§ **Problem to solve**: Write out the whole listing, matching it exactly.

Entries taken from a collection
^^^^
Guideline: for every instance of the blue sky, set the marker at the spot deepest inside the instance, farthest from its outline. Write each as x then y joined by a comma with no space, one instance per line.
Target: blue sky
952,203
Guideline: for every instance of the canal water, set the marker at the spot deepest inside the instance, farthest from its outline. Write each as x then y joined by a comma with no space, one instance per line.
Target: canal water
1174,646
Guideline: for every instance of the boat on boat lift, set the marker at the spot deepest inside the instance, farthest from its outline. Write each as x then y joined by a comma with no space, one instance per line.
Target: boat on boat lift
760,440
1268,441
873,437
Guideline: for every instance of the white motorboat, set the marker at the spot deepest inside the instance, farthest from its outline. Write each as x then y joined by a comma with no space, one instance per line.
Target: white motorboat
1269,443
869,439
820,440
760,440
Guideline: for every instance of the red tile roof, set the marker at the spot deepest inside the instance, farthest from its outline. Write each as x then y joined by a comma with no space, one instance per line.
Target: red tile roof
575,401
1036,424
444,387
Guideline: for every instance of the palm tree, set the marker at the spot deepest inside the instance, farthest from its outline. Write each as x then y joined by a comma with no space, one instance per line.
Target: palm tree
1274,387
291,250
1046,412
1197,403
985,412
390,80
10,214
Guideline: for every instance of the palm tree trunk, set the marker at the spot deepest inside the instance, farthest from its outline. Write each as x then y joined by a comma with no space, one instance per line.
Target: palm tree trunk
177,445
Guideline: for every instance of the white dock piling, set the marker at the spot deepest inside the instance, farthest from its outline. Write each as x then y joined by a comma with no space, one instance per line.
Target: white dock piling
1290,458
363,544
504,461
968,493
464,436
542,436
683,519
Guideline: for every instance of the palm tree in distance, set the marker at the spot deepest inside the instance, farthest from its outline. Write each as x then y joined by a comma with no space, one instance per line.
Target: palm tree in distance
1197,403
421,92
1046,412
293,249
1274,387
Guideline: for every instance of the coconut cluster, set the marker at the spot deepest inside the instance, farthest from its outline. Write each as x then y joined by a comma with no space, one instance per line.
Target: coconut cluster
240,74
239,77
^^^^
§ **Complete response**:
Guideline: for every instance of the blue sky, set the marker at the spot deepest inside the instance, farthest from its outline. Write each as x then y joined by a comma with no space, one instance per line.
Target: blue sky
952,203
Guideline: for every instance of the canal water, set the marker at the spot deepest inside the instance, farthest from its outline. Write each as x then y joined by a comma with no space, one instance per line.
Target: canal water
1174,646
Guideline: for every instance of the boat on boat lift, set the marker at the spot deepest inside the instance, farthest from its outline. Write each as x then y joined by a comma with no space, one instance per line.
Target: boat on boat lift
760,440
1268,441
873,437
Guideline: for every instance of the white motorboat, set the marker at the spot deepest inside the instance, farthest from its outline. Write each as x then y joined by a comma with no space, one instance per line.
Target: white motorboat
1269,443
869,439
820,440
760,440
Guideline: for every instance of the red tile roof, set the marker at the spot deepest inside the instance, farthest from its outline. Write each as x then y joined by a comma with no space, one instance per line.
Target: red tile roof
575,401
1036,424
444,387
Guideline: for every instance of the palm tree, set the marker at the spot deepest inside the instance, farthest from its outline. Write each as x then y joined by a comma with no space, one instance per line.
Target: palm tree
1274,387
291,250
1046,412
1197,403
985,412
390,80
10,214
Guideline: for every instance of the palm tree trunk, set the marker at the spot deepest inside the instance, farthest from its outline. Write each as x then y joined by a comma with no space, one instance per line.
Target: palm tree trunk
177,445
Guideline: for every instance of the white dock piling, set the marker at the spot deepest inside the instance, farthest from its outline. Write each as x then y joined by a comma with no space, one instance per line.
Target: white dock piling
1290,458
363,544
504,461
968,493
464,436
542,436
683,519
Guideline: for every instance of the palm tree in distance, set the marker at the spot deepest inside the instance, farthest from its outline. Write each as x then y joined by a comma with no space, one instance per line.
Target: palm tree in distance
1197,403
421,92
1046,412
293,249
1274,387
Guideline: for every instance of the coconut cluster, set the marker at the spot deepest inside the instance, farthest from its outline. Write each as x then y joined by a comma with no space, one instance per line.
Target: coconut cluster
240,74
239,77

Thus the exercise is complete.